■ BRIEF: The answer is a number and nothing else: the count of lines in these entries containing the word "below".

Items from a data source:
====

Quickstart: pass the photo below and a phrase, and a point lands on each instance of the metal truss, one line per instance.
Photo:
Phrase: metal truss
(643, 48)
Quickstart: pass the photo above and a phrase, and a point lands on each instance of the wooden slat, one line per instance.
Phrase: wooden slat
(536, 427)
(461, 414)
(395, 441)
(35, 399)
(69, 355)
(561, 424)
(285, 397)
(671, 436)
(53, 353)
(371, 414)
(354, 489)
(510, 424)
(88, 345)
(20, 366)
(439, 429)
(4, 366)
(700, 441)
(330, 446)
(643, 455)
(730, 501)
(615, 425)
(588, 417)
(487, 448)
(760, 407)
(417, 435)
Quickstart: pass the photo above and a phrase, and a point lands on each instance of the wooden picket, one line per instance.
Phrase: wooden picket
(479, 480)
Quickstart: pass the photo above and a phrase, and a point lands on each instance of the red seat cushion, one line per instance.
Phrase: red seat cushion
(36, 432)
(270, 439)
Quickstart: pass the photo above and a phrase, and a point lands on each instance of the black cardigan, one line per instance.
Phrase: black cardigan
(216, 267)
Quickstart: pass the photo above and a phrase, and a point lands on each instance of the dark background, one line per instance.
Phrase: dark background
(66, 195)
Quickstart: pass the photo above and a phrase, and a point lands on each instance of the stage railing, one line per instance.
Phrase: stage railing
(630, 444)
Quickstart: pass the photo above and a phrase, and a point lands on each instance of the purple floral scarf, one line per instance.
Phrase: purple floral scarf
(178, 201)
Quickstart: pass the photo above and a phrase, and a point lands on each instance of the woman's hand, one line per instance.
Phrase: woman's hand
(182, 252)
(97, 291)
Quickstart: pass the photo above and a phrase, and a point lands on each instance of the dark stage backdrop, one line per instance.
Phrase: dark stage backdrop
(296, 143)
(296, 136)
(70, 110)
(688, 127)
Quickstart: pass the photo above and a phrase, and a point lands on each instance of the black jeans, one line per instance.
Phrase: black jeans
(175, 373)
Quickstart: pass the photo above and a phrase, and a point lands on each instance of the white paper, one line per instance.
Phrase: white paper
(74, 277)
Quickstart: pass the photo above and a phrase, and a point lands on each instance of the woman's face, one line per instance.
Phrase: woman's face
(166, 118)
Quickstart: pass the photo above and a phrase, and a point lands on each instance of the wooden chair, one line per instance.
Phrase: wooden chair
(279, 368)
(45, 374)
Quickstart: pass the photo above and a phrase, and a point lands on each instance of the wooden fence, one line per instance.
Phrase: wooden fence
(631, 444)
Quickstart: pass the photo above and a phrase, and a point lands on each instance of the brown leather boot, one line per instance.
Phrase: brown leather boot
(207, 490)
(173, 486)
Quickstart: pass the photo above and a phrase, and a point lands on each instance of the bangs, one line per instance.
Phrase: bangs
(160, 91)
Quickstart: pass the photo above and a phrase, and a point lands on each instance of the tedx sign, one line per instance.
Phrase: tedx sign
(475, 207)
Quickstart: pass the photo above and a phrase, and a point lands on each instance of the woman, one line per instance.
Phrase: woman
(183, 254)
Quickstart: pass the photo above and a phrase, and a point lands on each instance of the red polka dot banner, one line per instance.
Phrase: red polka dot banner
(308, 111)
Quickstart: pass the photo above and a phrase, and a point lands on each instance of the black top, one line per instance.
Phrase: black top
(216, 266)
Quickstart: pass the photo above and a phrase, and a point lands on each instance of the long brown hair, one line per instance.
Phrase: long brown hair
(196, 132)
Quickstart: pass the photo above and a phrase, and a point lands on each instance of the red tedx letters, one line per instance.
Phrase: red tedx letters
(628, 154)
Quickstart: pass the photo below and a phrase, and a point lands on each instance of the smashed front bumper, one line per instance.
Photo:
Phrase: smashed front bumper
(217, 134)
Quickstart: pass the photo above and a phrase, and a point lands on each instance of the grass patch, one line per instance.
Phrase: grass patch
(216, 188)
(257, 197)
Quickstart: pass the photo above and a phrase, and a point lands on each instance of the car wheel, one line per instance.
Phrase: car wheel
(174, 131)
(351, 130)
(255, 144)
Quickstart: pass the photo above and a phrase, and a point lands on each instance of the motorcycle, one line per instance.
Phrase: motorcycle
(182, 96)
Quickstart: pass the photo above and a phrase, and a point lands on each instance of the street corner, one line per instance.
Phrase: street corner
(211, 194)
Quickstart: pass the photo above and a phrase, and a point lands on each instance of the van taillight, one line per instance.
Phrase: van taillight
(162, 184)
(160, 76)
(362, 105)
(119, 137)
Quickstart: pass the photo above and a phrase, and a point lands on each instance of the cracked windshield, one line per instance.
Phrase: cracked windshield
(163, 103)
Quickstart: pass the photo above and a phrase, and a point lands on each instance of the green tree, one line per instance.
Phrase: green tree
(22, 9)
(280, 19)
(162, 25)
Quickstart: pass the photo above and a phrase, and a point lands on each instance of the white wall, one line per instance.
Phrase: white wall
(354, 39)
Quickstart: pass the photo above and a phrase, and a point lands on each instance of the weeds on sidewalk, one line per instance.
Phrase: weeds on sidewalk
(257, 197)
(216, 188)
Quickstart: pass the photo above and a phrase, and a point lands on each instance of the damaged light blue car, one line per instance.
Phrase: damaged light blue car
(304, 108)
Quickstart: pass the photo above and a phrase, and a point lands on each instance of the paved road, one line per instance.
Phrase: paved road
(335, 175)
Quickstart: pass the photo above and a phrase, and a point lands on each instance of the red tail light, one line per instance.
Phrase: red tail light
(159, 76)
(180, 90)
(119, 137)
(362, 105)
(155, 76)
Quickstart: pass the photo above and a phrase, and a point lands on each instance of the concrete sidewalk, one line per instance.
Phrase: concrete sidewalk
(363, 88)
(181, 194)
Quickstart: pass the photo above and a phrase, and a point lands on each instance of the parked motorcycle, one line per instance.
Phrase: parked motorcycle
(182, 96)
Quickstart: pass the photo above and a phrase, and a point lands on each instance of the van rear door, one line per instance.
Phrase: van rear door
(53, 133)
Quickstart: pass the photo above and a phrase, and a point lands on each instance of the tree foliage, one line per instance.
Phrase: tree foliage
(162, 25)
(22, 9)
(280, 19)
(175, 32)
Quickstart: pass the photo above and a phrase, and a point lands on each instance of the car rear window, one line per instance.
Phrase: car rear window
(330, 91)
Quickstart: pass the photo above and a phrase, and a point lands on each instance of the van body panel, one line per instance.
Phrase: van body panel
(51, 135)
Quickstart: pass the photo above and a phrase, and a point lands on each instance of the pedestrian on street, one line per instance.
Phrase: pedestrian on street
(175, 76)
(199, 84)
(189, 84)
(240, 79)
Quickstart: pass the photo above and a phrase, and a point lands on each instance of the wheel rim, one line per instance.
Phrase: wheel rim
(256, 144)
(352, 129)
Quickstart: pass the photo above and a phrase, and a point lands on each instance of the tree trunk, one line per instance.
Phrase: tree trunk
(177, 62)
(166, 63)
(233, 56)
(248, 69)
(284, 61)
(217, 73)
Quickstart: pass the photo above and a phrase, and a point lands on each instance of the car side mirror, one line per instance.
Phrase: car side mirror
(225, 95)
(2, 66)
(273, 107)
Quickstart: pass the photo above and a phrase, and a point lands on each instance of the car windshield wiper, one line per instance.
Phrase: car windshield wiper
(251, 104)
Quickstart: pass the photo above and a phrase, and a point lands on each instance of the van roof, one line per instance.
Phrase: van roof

====

■ ANSWER BOX: 2